Set task ▸
Reproduce all records exactly.

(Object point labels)
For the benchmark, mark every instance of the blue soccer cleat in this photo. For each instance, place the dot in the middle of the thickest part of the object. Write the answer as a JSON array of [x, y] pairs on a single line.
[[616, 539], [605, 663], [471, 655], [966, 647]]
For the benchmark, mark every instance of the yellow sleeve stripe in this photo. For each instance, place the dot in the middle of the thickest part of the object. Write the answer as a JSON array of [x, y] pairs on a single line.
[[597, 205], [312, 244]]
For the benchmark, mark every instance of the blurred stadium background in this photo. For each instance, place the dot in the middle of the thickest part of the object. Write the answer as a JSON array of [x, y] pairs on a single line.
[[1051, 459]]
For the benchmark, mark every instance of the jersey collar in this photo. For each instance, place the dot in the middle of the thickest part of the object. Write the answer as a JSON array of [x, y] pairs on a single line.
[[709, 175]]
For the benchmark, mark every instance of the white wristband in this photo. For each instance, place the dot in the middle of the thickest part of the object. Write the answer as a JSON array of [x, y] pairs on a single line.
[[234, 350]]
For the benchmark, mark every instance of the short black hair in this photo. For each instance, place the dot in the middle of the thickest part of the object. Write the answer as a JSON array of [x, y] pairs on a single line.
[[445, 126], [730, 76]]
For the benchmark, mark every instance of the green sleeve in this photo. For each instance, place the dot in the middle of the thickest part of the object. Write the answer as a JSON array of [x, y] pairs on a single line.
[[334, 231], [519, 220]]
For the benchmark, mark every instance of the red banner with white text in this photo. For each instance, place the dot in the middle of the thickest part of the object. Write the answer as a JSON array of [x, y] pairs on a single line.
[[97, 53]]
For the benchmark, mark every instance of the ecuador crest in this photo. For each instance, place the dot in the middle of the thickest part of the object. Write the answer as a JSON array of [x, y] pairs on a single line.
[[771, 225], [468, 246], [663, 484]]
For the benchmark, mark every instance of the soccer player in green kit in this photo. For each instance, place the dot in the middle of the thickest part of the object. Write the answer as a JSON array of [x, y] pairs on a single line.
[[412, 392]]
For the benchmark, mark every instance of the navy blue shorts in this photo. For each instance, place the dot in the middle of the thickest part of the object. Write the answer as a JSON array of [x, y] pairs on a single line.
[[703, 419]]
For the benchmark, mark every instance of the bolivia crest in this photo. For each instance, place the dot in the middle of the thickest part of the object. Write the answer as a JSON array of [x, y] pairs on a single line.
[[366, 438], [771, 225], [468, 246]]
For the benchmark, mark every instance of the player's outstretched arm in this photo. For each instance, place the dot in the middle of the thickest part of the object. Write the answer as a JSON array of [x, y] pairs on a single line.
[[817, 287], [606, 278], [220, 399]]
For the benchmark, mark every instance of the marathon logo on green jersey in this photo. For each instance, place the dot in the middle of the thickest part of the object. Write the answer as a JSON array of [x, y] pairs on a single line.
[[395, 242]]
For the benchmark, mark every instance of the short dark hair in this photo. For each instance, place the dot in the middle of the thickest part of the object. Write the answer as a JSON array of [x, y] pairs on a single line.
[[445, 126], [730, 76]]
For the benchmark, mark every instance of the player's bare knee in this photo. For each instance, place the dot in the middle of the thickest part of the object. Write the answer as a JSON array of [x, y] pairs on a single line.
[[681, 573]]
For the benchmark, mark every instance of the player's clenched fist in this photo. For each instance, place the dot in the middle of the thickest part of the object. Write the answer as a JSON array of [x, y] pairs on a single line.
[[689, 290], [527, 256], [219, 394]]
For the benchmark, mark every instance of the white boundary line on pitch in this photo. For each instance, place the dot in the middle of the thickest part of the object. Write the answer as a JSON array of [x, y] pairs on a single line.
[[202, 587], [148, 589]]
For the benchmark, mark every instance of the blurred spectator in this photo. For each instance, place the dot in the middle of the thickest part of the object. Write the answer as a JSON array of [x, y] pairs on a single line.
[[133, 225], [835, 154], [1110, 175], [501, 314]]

Written answer ▸
For the benchmark, mark every instance of the blue soccer cleat in this photo. For each instance, place the dot in the middle of the thickest part of the object. Write the answer as a JSON array of [x, y] pairs on a single line.
[[616, 539], [605, 663], [471, 655], [966, 647]]
For the benchmark, mark every instance of the yellow sleeve stripe in this photo. For each instance, place the dot in the middle of the thickest part of the object. Write the answer as a JSON array of [x, y] pairs on a single line.
[[597, 205], [312, 244]]
For the benchmark, mark every instance of the blurred stadium background in this photo. For each instance, place the dot in the middle of the thickest part of the object. Write the answer as a JSON array of [x, y] pairs on a single line.
[[1051, 459]]
For the benchmark, mark every instance of the jersey collar in this photo. For each instance, place the dot in the middle of the thickest part of the object. Write the answer as a JSON array of [x, y] pairs on a single line.
[[709, 175]]
For the benchmark, mark every instance of the white wristband in this photo. For each instance, place the dot in the middle of the thickest part of the object. Write the answer as a JSON array of [x, y] pairs on a single line.
[[234, 350]]
For the benchmark, mark every instance of the short black hair in this photo. For each instance, place the dot in the middle of the thickest part of the object. Write the answer as a JSON array of [x, y] pairs on a single line.
[[445, 126], [730, 76]]
For the benchmark, mark every instance of the green sleeve in this photo. For each instance, place the dot in the middle of the thickest part of the object. Write the answer as a JSON array of [x, y] pairs on a single line.
[[334, 231], [519, 220]]
For the benchmark, mark every instance of the red banner with white text in this photo. For each instance, place the dot in the middle of the thickest part of the object. Write the answer as a JSON array of [x, y] pairs on a single line.
[[97, 53]]
For the benchmark, mark every instance of the ecuador crest in this photo. For each instance, place the dot in the middle of the thickest part of the object. Write the answer as a JSON array of [x, y] pairs on a single line.
[[771, 225], [468, 246], [663, 484]]
For the benchmark, mark every instance of the soccer player in green kit in this photo. For each instance, place the dot in the middle of the thickest part of the object. Write the answer as a JSON array of [x, y] pairs on a single line.
[[412, 392]]
For the benchmark, mark every instance of the navy blue shorts in this photo. For each instance, place the dot in the middle of the thickest part of the object. Write the answer as a JSON array of [x, y] pairs on a single line.
[[703, 419]]
For the benchmark, mark every instance of the bolivia crest in this photo. For each instance, place the dot in the middle of the thickest part of the object. Write the answer as a JSON array of [x, y] pairs on a single line.
[[366, 438], [771, 225], [468, 246]]
For the benchmark, mark every instance of the player's outstretched arm in this photo. For each instance, place the dot in the middle of the thickest part of the object. Write the answer as a JSON array of [x, y] pairs on a single line.
[[817, 287], [606, 278], [220, 399]]
For the benchmark, mark every instance of the marathon logo on green jersey in this photo. For each instance, place the dot in the middle of the thickest part of the object. Write the answer as a JSON array of [x, y] pairs on a single line.
[[395, 242]]
For the benchmark, mark every instance of the short dark hair in this photo. For each instance, place the dot in the middle of the thickest part of the object. Write the answer as a JSON array of [x, y] pairs on a single line.
[[445, 126], [730, 76]]
For the benchmark, mark every instance of the player's bare knee in this photo. For each instance, place the dot in the middle of the thickest part of the object. Write the answer as a JSON array of [x, y] pairs on a single line.
[[681, 573]]
For the benchmark, mark every instance of the player's clenched fist in this photo. For each instance, place the dot in the middle of the thickest part of the object. Write the answer as a JSON array of [x, y] pairs on a single line.
[[689, 290], [527, 256], [219, 394]]
For the benchmark, mark every instance of the white boundary line on pitch in this photo. For each instance, place the dot in the middle of the thickest part of the object. Write the answer as a JSON array of [x, y] pairs on a single line.
[[202, 587], [148, 589]]
For the benchmark, mark every instance of the blurred spectator in this photo. For each instance, place the dot in the middle of the thickest part of the object. Write the answer as a JSON array of [x, y] pairs on a single line.
[[133, 225], [835, 154], [1110, 175], [501, 314]]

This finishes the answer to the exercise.